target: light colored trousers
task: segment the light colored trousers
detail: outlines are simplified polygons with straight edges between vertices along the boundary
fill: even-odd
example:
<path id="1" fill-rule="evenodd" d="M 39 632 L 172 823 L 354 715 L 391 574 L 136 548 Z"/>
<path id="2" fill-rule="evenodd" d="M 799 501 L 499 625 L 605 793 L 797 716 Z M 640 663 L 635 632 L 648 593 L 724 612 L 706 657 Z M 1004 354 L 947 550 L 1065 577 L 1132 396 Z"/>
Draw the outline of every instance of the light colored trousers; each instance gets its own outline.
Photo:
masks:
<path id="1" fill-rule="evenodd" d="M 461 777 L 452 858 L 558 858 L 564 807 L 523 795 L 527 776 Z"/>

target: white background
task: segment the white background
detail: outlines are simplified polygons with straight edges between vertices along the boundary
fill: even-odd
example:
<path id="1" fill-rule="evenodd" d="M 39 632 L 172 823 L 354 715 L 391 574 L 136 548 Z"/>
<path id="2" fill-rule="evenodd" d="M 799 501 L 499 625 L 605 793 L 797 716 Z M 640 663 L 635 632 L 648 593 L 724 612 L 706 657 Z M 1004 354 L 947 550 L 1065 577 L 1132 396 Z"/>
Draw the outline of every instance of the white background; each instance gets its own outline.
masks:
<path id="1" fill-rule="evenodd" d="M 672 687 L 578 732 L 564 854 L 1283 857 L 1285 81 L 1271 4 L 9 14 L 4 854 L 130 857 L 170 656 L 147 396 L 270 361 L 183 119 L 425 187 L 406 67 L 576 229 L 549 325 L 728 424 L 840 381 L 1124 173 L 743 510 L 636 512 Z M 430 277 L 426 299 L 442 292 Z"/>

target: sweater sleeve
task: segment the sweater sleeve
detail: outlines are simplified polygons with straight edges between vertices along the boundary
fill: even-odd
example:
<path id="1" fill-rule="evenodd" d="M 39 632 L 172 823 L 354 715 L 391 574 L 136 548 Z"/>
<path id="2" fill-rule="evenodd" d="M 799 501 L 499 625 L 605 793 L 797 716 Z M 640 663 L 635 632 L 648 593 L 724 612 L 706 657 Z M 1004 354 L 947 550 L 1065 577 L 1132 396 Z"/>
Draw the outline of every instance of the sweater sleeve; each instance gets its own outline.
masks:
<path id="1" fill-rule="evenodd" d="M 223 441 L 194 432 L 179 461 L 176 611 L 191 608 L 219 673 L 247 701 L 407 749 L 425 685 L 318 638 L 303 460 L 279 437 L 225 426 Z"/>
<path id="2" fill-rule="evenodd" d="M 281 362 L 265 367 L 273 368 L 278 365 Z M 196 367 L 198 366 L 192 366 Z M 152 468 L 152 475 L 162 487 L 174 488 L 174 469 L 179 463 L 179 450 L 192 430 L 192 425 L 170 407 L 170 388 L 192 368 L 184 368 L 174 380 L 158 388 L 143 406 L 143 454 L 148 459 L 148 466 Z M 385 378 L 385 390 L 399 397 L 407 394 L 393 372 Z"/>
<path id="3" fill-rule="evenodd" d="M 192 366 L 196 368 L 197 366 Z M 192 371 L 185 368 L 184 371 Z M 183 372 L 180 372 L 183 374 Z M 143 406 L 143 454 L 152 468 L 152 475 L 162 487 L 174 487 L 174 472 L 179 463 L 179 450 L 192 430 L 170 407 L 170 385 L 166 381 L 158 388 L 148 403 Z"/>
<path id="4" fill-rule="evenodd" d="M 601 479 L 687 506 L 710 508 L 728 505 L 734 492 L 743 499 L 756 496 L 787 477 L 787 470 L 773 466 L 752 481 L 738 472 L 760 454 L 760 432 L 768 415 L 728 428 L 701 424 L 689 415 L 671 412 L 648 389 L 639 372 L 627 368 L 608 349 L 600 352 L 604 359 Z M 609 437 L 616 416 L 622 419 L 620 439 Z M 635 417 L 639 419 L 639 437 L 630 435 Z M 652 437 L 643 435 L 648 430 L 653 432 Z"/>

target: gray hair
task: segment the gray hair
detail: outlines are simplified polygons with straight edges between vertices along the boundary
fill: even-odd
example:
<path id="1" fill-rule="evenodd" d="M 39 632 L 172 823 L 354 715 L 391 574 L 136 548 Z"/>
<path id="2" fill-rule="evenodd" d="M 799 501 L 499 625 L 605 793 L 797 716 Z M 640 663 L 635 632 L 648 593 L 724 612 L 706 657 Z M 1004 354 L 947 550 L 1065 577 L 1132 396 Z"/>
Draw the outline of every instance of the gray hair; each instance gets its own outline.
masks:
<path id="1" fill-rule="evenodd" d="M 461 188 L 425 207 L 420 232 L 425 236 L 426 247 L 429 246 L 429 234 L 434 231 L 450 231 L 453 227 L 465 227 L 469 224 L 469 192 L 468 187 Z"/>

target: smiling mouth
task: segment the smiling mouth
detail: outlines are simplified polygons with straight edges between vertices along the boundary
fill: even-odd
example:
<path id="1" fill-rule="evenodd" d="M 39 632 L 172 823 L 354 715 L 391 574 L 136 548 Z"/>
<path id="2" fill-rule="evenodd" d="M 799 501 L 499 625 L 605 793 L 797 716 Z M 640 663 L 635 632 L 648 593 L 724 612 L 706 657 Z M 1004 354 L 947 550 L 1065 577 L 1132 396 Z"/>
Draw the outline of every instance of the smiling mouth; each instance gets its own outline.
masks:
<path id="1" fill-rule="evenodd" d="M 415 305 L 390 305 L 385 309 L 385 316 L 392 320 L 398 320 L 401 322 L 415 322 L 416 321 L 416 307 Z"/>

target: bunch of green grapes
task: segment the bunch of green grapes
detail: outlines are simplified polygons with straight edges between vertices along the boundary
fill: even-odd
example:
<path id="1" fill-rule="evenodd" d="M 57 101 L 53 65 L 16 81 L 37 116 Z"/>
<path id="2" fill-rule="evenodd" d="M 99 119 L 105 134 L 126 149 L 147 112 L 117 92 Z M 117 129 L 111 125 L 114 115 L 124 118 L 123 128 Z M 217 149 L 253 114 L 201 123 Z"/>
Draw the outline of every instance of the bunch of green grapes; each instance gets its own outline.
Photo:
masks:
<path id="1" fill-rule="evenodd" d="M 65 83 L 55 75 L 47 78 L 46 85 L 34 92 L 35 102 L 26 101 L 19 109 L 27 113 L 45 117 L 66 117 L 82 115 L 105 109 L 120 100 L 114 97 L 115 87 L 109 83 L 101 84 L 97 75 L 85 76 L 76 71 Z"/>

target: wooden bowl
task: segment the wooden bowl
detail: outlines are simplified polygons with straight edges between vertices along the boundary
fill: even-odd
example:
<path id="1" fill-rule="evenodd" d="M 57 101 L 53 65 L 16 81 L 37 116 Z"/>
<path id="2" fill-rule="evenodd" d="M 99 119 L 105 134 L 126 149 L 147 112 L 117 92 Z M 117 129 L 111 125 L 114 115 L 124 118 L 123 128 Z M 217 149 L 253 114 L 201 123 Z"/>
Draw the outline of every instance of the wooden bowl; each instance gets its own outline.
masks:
┄┄┄┄┄┄
What is needed: Quote the entire listing above verbatim, reproducing every line without any change.

Task solution:
target: light colored trousers
task: segment the light colored trousers
detail: outlines are simplified polygons with straight edges between vertices along the boundary
fill: even-odd
example:
<path id="1" fill-rule="evenodd" d="M 39 632 L 172 823 L 354 715 L 391 574 L 136 548 Z"/>
<path id="2" fill-rule="evenodd" d="M 799 501 L 499 625 L 605 793 L 797 716 Z M 640 663 L 635 632 L 648 593 L 724 612 L 706 657 Z M 1004 354 L 947 550 L 1065 577 L 1132 396 Z"/>
Draw the outline of every instance of the light colored trousers; each instance gets its own outline.
Photo:
masks:
<path id="1" fill-rule="evenodd" d="M 461 777 L 452 858 L 558 858 L 564 807 L 523 795 L 527 776 Z"/>

target: white background
task: segment the white background
detail: outlines are simplified polygons with straight edges between vertices along the boundary
fill: even-odd
example:
<path id="1" fill-rule="evenodd" d="M 39 632 L 172 823 L 354 715 L 391 574 L 136 548 Z"/>
<path id="2" fill-rule="evenodd" d="M 799 501 L 499 625 L 605 793 L 797 716 Z M 640 663 L 635 632 L 648 593 L 724 612 L 706 657 Z M 1004 354 L 947 550 L 1065 577 L 1132 396 Z"/>
Draw the outline of every instance of the white background; each instance gets its own outline.
masks:
<path id="1" fill-rule="evenodd" d="M 672 687 L 578 732 L 564 854 L 1283 857 L 1285 81 L 1271 4 L 9 14 L 4 854 L 130 857 L 170 656 L 147 396 L 270 361 L 183 119 L 425 187 L 406 67 L 576 229 L 549 325 L 728 424 L 840 381 L 1124 173 L 743 510 L 636 512 Z M 430 277 L 426 299 L 442 292 Z"/>

target: sweater sleeve
task: segment the sweater sleeve
detail: outlines are simplified polygons with straight edges between vertices along the boundary
fill: even-odd
example:
<path id="1" fill-rule="evenodd" d="M 39 632 L 172 823 L 354 715 L 391 574 L 136 548 Z"/>
<path id="2" fill-rule="evenodd" d="M 799 501 L 499 625 L 605 793 L 797 716 Z M 640 663 L 635 632 L 648 593 L 724 612 L 706 657 Z M 1004 354 L 947 550 L 1065 577 L 1132 396 Z"/>
Draw the outline of every instance of the sweater sleeve; each instance gets its own outline.
masks:
<path id="1" fill-rule="evenodd" d="M 223 441 L 194 432 L 179 461 L 176 611 L 191 608 L 219 673 L 247 701 L 407 749 L 425 685 L 318 638 L 303 460 L 279 437 L 225 426 Z"/>
<path id="2" fill-rule="evenodd" d="M 281 362 L 265 367 L 273 368 L 278 365 Z M 196 367 L 198 366 L 192 366 Z M 152 468 L 152 475 L 162 487 L 174 488 L 174 469 L 179 463 L 179 450 L 192 430 L 192 425 L 170 407 L 170 388 L 192 368 L 184 368 L 174 380 L 158 388 L 143 406 L 143 454 L 148 459 L 148 466 Z M 385 378 L 385 390 L 399 397 L 407 394 L 393 372 Z"/>
<path id="3" fill-rule="evenodd" d="M 192 366 L 196 368 L 197 366 Z M 192 371 L 185 368 L 184 371 Z M 183 372 L 180 372 L 183 374 Z M 143 406 L 143 454 L 152 468 L 152 475 L 162 487 L 174 487 L 174 472 L 179 463 L 179 450 L 192 430 L 170 407 L 170 385 L 166 381 L 158 388 L 148 403 Z"/>
<path id="4" fill-rule="evenodd" d="M 601 479 L 687 506 L 710 508 L 728 505 L 734 492 L 743 499 L 756 496 L 787 477 L 787 470 L 773 466 L 752 481 L 738 472 L 760 454 L 760 432 L 768 415 L 728 428 L 701 424 L 689 415 L 671 412 L 648 389 L 639 372 L 627 368 L 608 349 L 600 352 L 604 359 Z M 609 437 L 616 416 L 622 419 L 620 439 Z M 635 417 L 639 419 L 639 437 L 630 435 Z M 652 437 L 643 435 L 648 430 L 653 432 Z"/>

target: gray hair
task: segment the gray hair
detail: outlines are simplified polygons with straight edges between vertices along the boundary
fill: even-odd
example:
<path id="1" fill-rule="evenodd" d="M 39 632 L 172 823 L 354 715 L 391 574 L 136 548 Z"/>
<path id="2" fill-rule="evenodd" d="M 799 501 L 499 625 L 605 793 L 797 716 Z M 640 663 L 635 632 L 648 593 L 724 612 L 706 657 Z M 1004 354 L 947 550 L 1065 577 L 1132 396 Z"/>
Draw the outline of every instance of the gray hair; each instance gets its own outline.
masks:
<path id="1" fill-rule="evenodd" d="M 461 188 L 425 207 L 420 232 L 425 236 L 426 247 L 429 246 L 429 234 L 434 231 L 450 231 L 453 227 L 465 227 L 469 224 L 469 192 L 468 187 Z"/>

target: smiling mouth
task: segment the smiling mouth
detail: outlines are simplified polygons with straight edges between vertices along the boundary
fill: even-odd
example:
<path id="1" fill-rule="evenodd" d="M 39 632 L 172 823 L 354 715 L 391 574 L 136 548 Z"/>
<path id="2" fill-rule="evenodd" d="M 799 501 L 499 625 L 605 793 L 797 716 Z M 640 663 L 635 632 L 648 593 L 724 612 L 706 657 Z M 1004 354 L 947 550 L 1065 577 L 1132 396 Z"/>
Draw the outline of every instance of the smiling mouth; each instance gets its own outline.
masks:
<path id="1" fill-rule="evenodd" d="M 415 305 L 390 305 L 385 309 L 385 316 L 392 320 L 398 320 L 401 322 L 415 322 L 416 321 L 416 307 Z"/>

target: bunch of green grapes
task: segment the bunch of green grapes
detail: outlines are simplified polygons with straight edges between vertices along the boundary
fill: even-odd
example:
<path id="1" fill-rule="evenodd" d="M 57 101 L 53 65 L 16 81 L 37 116 Z"/>
<path id="2" fill-rule="evenodd" d="M 99 119 L 105 134 L 126 149 L 147 112 L 117 92 Z M 117 129 L 111 125 L 114 115 L 124 118 L 123 128 Z M 217 149 L 253 114 L 201 123 Z"/>
Draw the outline of every instance of the bunch of green grapes; each instance gets its own outline.
Photo:
masks:
<path id="1" fill-rule="evenodd" d="M 65 83 L 55 75 L 47 78 L 46 85 L 34 92 L 35 102 L 26 101 L 19 109 L 27 113 L 45 117 L 66 117 L 82 115 L 105 109 L 120 100 L 114 97 L 115 87 L 109 83 L 101 84 L 97 75 L 85 76 L 76 71 Z"/>

target: wooden bowl
task: segment the wooden bowl
detail: outlines are simplified polygons with straight edges between vertices along the boundary
fill: even-odd
example:
<path id="1" fill-rule="evenodd" d="M 57 101 L 53 65 L 16 81 L 37 116 Z"/>
<path id="2" fill-rule="evenodd" d="M 99 119 L 105 134 L 126 149 L 147 112 L 117 92 Z M 117 129 L 111 125 L 114 115 L 124 118 L 123 128 Z M 217 149 L 253 114 L 201 123 Z"/>
Draw the outline of every instance of the wooden bowl; each instance gets its own outline.
masks:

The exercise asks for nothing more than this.